-- Begin DATA LINES --
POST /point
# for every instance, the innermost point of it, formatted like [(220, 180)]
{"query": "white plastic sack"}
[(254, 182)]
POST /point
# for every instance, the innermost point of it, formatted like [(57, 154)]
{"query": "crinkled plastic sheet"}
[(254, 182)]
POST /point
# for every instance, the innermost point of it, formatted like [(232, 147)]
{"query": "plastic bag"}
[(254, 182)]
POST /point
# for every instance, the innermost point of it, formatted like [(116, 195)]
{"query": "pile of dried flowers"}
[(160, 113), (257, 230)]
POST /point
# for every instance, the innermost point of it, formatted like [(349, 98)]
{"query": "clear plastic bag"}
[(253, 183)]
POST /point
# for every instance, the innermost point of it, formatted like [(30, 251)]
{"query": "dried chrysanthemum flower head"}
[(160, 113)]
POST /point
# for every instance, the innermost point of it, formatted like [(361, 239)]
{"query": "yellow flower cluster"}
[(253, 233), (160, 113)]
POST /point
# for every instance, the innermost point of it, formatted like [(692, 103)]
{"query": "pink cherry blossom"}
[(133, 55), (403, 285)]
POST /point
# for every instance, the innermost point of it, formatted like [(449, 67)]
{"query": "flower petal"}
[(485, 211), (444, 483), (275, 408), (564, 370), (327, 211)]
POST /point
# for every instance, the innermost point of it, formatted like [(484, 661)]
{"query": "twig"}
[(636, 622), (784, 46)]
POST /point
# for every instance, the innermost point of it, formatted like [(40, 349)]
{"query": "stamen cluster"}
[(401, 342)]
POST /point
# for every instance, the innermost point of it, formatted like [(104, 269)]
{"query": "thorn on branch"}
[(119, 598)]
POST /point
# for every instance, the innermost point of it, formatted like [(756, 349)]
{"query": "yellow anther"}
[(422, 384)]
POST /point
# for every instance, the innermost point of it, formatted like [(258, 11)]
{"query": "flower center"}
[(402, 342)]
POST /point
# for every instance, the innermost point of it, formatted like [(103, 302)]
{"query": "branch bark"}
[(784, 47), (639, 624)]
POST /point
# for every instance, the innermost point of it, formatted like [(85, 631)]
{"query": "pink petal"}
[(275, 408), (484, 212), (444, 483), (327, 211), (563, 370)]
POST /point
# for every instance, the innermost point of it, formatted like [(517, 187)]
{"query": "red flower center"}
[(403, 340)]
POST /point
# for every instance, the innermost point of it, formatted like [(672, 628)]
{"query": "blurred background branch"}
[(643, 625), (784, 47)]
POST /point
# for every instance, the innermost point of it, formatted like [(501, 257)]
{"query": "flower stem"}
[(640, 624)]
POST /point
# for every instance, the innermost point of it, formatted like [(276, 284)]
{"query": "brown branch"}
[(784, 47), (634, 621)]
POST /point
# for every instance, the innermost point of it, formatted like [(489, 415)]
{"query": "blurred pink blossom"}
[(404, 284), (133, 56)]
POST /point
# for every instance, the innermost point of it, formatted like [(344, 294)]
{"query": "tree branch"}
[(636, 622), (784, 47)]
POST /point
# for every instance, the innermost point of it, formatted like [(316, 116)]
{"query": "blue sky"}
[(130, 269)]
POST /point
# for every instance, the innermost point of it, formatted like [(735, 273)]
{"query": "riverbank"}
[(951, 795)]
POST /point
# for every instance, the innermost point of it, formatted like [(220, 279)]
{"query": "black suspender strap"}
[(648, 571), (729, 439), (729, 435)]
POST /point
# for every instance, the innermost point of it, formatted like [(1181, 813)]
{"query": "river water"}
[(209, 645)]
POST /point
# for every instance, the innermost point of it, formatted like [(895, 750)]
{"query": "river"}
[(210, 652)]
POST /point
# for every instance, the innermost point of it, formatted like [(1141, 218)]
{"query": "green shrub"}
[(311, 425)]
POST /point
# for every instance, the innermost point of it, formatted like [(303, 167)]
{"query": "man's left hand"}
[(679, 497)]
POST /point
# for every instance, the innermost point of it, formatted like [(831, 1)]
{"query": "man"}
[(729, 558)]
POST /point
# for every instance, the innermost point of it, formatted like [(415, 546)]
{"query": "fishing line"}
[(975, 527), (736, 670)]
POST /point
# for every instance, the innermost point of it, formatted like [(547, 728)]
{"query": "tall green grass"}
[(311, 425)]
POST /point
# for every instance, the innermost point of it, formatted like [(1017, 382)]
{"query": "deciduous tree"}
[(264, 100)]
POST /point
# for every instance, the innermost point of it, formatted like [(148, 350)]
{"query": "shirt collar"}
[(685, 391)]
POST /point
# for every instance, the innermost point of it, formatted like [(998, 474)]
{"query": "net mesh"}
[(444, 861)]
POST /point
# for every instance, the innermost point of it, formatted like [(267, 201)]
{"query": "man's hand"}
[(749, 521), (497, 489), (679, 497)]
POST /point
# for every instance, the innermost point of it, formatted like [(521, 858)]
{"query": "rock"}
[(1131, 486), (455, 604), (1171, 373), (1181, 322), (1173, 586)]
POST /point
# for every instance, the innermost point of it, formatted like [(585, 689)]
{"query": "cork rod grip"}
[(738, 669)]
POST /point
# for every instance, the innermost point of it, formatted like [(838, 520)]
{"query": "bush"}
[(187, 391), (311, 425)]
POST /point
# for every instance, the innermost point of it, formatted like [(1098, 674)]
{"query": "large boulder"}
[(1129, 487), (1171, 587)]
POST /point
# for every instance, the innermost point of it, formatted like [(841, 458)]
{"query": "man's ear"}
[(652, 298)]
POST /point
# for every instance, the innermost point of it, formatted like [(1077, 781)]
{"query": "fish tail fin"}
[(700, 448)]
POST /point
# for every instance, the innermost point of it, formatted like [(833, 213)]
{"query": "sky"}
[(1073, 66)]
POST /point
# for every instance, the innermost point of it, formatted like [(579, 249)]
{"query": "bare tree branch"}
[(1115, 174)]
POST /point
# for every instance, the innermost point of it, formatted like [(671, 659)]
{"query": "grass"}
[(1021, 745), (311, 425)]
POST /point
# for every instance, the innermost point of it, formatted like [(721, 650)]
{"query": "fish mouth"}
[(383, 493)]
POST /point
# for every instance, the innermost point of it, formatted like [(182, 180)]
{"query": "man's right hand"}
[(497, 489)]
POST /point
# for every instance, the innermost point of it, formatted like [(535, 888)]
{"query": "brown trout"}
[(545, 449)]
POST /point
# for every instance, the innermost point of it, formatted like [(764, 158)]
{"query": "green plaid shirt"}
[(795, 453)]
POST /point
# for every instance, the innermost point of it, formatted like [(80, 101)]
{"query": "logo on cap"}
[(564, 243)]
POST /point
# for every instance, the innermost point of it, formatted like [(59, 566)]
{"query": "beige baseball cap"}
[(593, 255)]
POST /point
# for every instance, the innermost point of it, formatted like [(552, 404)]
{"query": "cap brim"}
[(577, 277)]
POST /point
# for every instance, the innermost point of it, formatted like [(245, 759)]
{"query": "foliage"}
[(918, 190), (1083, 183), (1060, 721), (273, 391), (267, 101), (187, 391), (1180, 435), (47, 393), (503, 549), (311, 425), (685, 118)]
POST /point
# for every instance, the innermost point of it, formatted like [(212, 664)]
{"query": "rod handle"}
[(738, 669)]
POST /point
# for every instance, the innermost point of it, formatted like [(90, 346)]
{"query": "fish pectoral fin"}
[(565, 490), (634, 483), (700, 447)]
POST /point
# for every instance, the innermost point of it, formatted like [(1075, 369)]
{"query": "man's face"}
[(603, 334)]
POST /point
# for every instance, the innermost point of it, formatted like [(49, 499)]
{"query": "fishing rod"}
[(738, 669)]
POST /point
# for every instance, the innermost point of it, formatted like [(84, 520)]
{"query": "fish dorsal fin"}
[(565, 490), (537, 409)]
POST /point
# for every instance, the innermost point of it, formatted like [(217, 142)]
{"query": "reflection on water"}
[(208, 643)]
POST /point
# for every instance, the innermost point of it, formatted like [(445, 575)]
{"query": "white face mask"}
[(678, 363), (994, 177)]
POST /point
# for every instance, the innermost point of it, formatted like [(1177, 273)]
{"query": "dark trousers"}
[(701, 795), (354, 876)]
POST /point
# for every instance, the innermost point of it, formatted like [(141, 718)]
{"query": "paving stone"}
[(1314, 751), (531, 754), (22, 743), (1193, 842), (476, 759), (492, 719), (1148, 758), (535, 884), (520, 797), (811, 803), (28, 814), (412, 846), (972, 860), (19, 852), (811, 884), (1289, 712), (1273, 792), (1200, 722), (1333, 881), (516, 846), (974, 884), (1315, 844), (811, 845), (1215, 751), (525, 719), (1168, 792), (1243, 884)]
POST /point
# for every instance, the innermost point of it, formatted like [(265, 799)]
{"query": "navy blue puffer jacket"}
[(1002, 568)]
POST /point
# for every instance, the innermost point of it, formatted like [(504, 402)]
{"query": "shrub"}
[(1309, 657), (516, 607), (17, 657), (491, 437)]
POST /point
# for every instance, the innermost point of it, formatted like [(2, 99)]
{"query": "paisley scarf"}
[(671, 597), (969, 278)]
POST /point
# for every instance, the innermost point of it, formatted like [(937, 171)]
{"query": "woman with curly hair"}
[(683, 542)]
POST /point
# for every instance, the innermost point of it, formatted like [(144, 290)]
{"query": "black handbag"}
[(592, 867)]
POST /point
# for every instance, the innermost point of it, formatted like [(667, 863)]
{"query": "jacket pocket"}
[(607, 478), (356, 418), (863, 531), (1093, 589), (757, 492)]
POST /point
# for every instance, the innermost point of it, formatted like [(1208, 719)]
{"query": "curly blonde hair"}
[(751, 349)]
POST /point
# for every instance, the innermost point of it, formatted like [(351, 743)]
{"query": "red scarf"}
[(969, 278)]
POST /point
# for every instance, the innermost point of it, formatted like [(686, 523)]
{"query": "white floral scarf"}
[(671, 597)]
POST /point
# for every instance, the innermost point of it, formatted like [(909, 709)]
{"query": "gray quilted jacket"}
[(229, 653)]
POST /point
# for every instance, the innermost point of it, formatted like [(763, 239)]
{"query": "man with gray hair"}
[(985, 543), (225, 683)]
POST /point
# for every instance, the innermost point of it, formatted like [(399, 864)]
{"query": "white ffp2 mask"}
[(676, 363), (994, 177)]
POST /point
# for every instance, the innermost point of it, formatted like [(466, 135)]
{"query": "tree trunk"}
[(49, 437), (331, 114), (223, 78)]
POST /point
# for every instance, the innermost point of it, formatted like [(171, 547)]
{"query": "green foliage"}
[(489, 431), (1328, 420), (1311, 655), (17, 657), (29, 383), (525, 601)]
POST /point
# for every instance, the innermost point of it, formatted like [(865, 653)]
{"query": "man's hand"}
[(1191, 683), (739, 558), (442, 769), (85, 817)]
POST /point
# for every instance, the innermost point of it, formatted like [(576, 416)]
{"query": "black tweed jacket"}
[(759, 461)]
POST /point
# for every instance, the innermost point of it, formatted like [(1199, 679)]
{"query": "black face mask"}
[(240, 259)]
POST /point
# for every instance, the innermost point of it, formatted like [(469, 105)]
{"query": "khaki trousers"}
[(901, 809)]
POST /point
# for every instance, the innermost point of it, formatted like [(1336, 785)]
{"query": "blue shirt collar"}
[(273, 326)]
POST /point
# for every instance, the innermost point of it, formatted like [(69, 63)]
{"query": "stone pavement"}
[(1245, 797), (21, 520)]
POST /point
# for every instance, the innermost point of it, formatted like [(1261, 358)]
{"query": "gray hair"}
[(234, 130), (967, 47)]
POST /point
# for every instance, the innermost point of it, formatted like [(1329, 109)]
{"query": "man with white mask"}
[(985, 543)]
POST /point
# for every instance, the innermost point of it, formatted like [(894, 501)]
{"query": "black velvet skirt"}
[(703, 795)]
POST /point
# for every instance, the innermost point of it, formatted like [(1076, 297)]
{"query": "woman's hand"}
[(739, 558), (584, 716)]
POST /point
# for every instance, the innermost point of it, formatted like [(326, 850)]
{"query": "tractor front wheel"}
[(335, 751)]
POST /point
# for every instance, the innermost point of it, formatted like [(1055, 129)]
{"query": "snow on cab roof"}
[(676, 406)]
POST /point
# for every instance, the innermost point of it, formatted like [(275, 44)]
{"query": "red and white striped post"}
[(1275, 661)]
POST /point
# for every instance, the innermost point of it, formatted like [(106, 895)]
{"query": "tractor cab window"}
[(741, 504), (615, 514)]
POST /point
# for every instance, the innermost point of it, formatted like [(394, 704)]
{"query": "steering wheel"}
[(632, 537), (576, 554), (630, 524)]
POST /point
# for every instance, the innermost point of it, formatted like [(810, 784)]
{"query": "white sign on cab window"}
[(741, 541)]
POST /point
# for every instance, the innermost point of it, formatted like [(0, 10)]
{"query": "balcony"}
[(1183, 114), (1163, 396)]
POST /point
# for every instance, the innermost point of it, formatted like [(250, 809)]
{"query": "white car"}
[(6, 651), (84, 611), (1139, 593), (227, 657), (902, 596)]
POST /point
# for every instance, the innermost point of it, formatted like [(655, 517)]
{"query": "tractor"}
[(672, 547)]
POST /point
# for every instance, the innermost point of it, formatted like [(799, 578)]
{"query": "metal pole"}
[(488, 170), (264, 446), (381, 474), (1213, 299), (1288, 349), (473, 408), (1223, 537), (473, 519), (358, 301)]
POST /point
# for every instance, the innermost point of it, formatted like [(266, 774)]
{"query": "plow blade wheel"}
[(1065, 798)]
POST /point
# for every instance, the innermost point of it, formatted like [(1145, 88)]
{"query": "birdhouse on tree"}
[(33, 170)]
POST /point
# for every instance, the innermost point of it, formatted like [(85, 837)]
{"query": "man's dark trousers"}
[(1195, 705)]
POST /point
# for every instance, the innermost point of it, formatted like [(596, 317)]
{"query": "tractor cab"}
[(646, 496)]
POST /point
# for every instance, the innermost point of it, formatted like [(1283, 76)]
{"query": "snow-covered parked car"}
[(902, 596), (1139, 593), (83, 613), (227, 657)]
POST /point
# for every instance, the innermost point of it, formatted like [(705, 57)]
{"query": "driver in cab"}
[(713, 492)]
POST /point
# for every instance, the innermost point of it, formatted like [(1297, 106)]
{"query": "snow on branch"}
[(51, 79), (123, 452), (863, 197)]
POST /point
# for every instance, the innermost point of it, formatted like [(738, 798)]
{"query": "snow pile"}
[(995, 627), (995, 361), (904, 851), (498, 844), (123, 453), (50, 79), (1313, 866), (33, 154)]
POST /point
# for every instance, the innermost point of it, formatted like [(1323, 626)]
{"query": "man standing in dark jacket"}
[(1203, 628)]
-- End DATA LINES --
◆ **SET TASK**: Copy the records verbatim, from the first line through the line containing "[(160, 113), (257, 230)]", including that line.

◆ **TASK RESULT**:
POST /point
# for every instance, the innermost point of it, formatted like [(220, 180)]
{"query": "white plastic sack"}
[(254, 182)]
POST /point
# for every instance, the innermost point of it, formatted like [(57, 154)]
{"query": "crinkled plastic sheet"}
[(254, 182)]
POST /point
# for every instance, the innermost point of it, formatted like [(232, 147)]
{"query": "plastic bag"}
[(254, 182)]
POST /point
# for every instance, the innermost point of it, formatted like [(116, 195)]
{"query": "pile of dried flowers"}
[(160, 113), (257, 230)]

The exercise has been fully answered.